#### [What is required]
Pull out each line below that contains the string "outline", treating uppercase and lowercase as different.

#### Raw records ####

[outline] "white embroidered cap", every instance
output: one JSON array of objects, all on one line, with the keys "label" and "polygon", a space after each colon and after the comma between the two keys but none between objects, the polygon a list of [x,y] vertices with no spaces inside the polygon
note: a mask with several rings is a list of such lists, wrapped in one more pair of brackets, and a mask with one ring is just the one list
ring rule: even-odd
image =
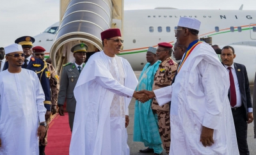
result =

####
#### Raw records ####

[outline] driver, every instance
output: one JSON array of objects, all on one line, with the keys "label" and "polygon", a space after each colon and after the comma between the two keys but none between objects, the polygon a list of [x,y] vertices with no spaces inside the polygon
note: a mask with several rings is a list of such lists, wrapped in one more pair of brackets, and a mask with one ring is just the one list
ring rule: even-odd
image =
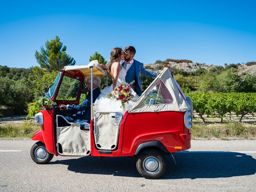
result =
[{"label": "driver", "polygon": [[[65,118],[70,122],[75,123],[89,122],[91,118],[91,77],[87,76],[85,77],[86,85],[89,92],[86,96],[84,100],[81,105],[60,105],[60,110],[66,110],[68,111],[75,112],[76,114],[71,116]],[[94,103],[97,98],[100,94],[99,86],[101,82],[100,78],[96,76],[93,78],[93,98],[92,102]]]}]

####

#### [Result below]
[outline] "white embroidered cap", every instance
[outline] driver, every instance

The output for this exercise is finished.